(Dataset records)
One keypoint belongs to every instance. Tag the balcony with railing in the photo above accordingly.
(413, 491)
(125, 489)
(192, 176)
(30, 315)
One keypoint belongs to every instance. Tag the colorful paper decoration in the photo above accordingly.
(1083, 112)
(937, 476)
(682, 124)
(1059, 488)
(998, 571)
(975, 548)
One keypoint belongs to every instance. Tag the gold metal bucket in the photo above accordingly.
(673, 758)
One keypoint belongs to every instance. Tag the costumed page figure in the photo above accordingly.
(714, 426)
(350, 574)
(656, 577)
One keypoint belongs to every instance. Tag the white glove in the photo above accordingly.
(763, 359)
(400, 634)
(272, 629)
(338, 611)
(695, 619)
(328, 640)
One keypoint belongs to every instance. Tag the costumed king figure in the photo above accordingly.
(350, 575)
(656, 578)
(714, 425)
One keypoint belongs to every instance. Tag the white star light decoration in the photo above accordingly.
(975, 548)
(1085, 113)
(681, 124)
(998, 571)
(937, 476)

What you should do
Reproduce the material above verbatim, keeping every line and coordinate unchanged.

Exercise response
One keypoint belongs to every instance. Tag the balcony with railing in the photo above accordingly.
(413, 491)
(125, 489)
(192, 176)
(30, 315)
One keypoint belongs to every instance. Tag the colorful paper decoration in the photo above accordingly.
(1083, 112)
(937, 476)
(682, 124)
(1059, 488)
(998, 571)
(975, 548)
One keypoint belongs to every instance. Tag the gold metal bucket in the photo above accordingly.
(673, 758)
One keypoint belongs to every instance. Tag the costumed page figure in the photo above accordingly.
(714, 426)
(350, 574)
(656, 577)
One keypoint belongs to every instance. Tag the white glove in the photo above accordingly.
(763, 359)
(400, 634)
(272, 629)
(338, 611)
(695, 619)
(328, 640)
One keypoint belongs to every instance. Tag the costumed king figure in the photo above accordingly.
(350, 575)
(656, 578)
(714, 425)
One keypoint belongs to every instance. Tag the white star light decoration in the photo above accordingly.
(975, 548)
(1085, 113)
(681, 124)
(998, 571)
(937, 476)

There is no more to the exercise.